(Point annotation records)

######

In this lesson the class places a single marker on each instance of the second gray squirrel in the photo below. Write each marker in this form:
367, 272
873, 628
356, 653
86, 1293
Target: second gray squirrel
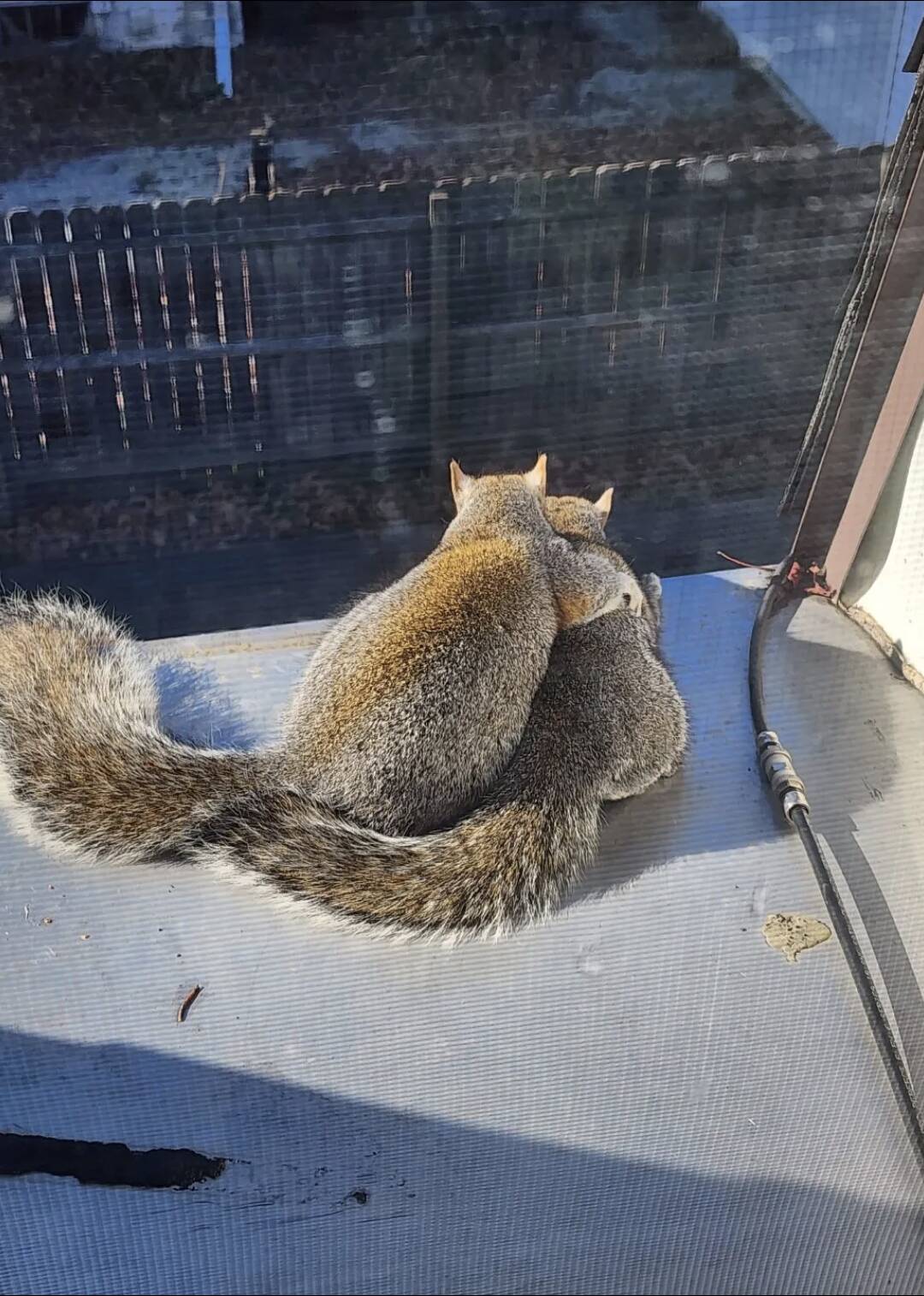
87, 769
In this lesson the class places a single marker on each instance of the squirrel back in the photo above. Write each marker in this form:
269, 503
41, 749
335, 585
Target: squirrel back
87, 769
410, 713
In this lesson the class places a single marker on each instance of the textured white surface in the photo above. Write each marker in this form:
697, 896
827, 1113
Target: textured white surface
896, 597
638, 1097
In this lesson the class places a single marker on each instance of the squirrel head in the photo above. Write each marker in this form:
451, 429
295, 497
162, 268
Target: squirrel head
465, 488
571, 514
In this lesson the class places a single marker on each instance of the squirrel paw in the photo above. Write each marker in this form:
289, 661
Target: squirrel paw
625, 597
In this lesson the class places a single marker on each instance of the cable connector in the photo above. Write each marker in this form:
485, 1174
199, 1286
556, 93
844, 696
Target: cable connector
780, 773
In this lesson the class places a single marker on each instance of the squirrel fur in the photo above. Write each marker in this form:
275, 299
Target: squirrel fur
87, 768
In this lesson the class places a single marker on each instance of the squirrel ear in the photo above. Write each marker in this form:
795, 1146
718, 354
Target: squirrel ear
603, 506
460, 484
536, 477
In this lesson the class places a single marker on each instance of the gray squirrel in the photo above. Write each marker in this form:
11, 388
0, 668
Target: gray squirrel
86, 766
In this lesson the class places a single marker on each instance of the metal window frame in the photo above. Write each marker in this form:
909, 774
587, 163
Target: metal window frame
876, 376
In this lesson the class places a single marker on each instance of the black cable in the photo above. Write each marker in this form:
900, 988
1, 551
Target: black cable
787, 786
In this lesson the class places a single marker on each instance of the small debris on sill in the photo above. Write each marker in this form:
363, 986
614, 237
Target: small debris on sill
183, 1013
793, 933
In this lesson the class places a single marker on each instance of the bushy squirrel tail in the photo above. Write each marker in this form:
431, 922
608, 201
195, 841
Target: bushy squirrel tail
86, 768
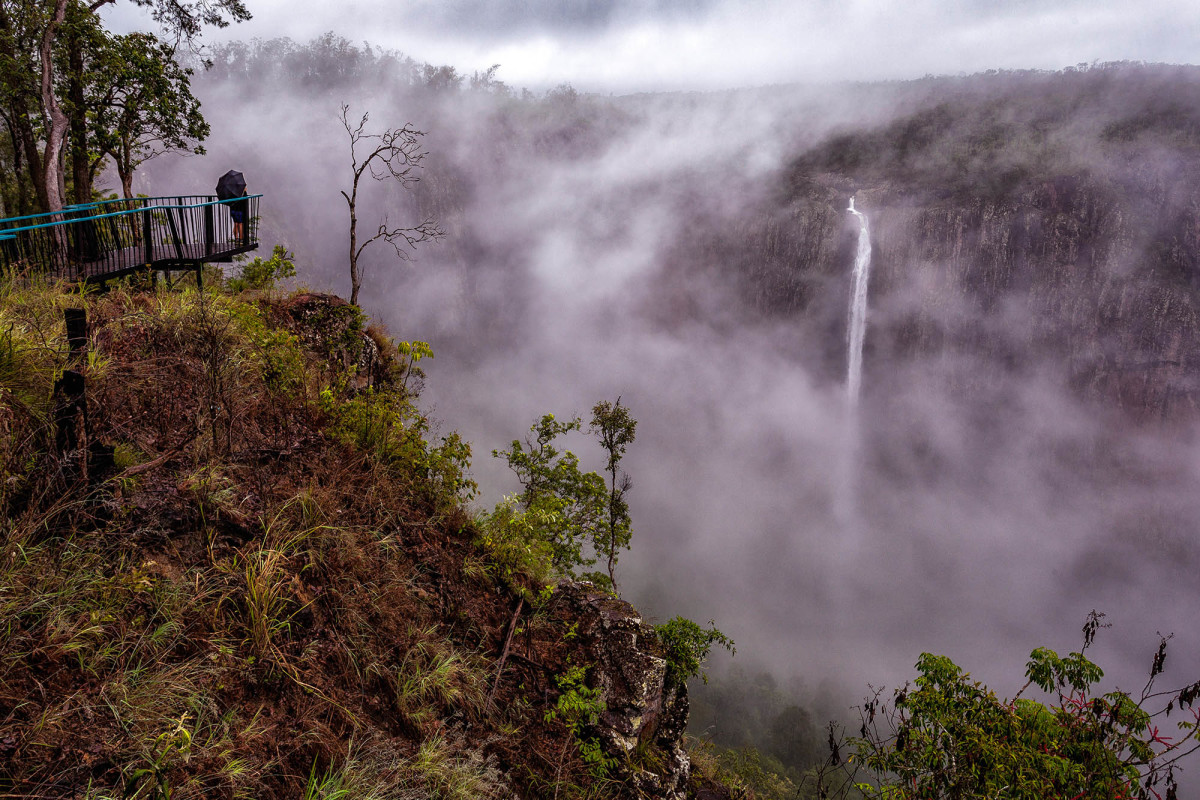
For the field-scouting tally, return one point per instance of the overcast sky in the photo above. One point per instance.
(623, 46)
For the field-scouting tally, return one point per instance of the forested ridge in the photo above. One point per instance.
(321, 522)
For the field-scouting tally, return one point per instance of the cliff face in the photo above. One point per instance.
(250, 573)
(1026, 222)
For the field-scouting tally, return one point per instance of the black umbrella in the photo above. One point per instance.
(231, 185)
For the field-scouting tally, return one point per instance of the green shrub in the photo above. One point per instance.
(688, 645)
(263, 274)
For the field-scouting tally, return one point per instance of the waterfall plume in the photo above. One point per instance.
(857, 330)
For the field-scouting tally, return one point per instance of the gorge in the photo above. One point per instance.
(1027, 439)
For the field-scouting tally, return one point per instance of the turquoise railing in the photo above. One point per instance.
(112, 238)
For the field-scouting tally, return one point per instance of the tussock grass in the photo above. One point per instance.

######

▸ WHAT THE EXERCISE ASKS
Pull every line from all the entries above and reproduce each one verbatim. Omit the picture lines.

▸ REPLY
In this lesson the class places a single marker on each instance of the second gray squirrel in the photo below. Write each marker in this form:
367, 272
873, 628
356, 653
86, 1293
Target: second gray squirrel
87, 769
In this lesson the class places a single marker on each instance of the squirrel back in the photo above. Write each marker in this form:
269, 503
41, 749
335, 585
Target: squirrel back
87, 769
410, 713
In this lesson the class places a single marker on each instance of the textured white surface in the photo above. Write each marker in this form:
697, 896
827, 1113
Target: textured white surface
896, 597
638, 1097
In this lesson the class places a single marker on each instance of the squirrel head in the photo above. Write each marker in this form:
451, 429
295, 497
162, 268
Target: squirrel head
465, 488
571, 514
In this lesson the class places a single marker on each instance of the squirrel paw in the photo above. Write each marker in this form:
289, 661
Target: squirrel paw
625, 597
In this lesson the class places a single marker on each instance of the cable connector in the photo above. Write each marker in this form:
485, 1174
199, 1286
556, 93
844, 696
Target: cable connector
780, 773
In this lesson the class places a single marker on each instance of the squirrel fur in the photo above. Write each marker in this form:
275, 299
Target: squirrel fur
87, 768
In this lesson the class places a single marker on each instance of the squirrel ear in the photo above. Write each marker in this form:
795, 1146
718, 354
Target: squirrel ear
603, 506
460, 484
536, 477
In this lesson the class places a single marker on each instance of the gray squirrel in the photo above. Write each marker in this form:
11, 388
0, 668
Target: gray squirrel
86, 766
In this lesson the class places a single marker on each instance of the metal window frame in the photo above. Write each marker in this form:
909, 774
587, 163
Target: metal window frame
876, 376
In this lesson the class places a single marker on each instance of the black cable in the photo above. Write each marker in this form:
900, 988
1, 551
Target: black cable
787, 786
In this lesson the class places a single marker on each instance of the small debris on sill in the photo above. Write each marker in this form:
363, 986
614, 237
Target: small debris on sill
183, 1013
793, 933
In this lesson the class places a single marker on each instance of the bushy squirrel tail in the photo above. Write each marker in this form:
431, 922
608, 201
195, 841
Target: bushy squirrel tail
86, 768
For the field-scouting tally, return one point per instance of the overcast sky in the photo above. One point per instance.
(623, 46)
For the field-scouting tally, return one point per instance of the forested ridge in the photo above. One point per instance.
(321, 522)
For the field-scouting tally, return one point per instance of the cliff face in the photo above. One point per instance.
(250, 573)
(1026, 222)
For the field-scouting tally, return one point per instance of the black umbrella in the photo above. One point per instance.
(231, 185)
For the field-scouting tally, return one point per instance of the green shrub in the photo above. One point per instance.
(688, 645)
(263, 274)
For the field-scouting tally, return one point per instance of the waterfall plume in the photo above. One point per instance.
(857, 330)
For the field-scouting tally, return one point per instance of the gorge in the photo above. One point per instance.
(1027, 439)
For the field-scouting tally, return one point per instance of the turquoise railing in the photo above. One point per instance.
(112, 238)
For the field-scouting tally, return one point per instance of the tussock grass in the photo above. One point per instance.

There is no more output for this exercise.